(Object point labels)
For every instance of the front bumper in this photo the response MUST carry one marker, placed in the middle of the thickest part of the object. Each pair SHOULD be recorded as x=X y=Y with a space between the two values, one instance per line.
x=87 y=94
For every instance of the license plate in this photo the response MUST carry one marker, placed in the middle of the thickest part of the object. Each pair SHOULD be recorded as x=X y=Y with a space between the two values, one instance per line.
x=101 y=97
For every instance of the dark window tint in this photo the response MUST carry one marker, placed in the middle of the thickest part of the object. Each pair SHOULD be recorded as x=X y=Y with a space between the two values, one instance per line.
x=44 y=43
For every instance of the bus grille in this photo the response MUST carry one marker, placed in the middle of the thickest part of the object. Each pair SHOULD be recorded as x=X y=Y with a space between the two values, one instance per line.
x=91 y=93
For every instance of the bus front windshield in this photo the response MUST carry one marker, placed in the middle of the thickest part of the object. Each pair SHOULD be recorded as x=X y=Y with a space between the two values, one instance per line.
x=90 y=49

[REQUIREMENT] Give the listing above again, swapping each "marker" for "dot" and leaving everything else untouched.

[ANSWER FOR THIS EXERCISE]
For every instance of the front bumper in this photo the response MUST carry one dot, placed in the middle of the thickest part of the object. Each pair SHOULD be recorded as x=X y=Y with a space between the two values, one instance per line.
x=87 y=94
For every instance of the license plate in this photo the response MUST carry one dot, placed in the middle of the thickest part of the object. Each pair SHOULD be recorded as x=X y=Y with a space between the two values, one instance per line.
x=101 y=97
For every instance of the dark window tint in this photo the response MUST carry one dot, placed in the middle of the thickest part of the object. Each pair SHOULD be recorded as x=X y=Y with a space between the two values, one instance per line.
x=44 y=43
For every instance of the bus grille in this photo the response MUST carry one dot, placed in the middle of the thickest part of the object. Each pair SHOULD be recorded as x=X y=Y with a space between the two values, one instance per line.
x=91 y=93
For every instance of the bus front windshield in this photo the response MUST carry one dot, placed in the middle of the thickest part of the object. Each pair SHOULD be recorded as x=X y=Y with a space between the two values, one instance per line.
x=90 y=49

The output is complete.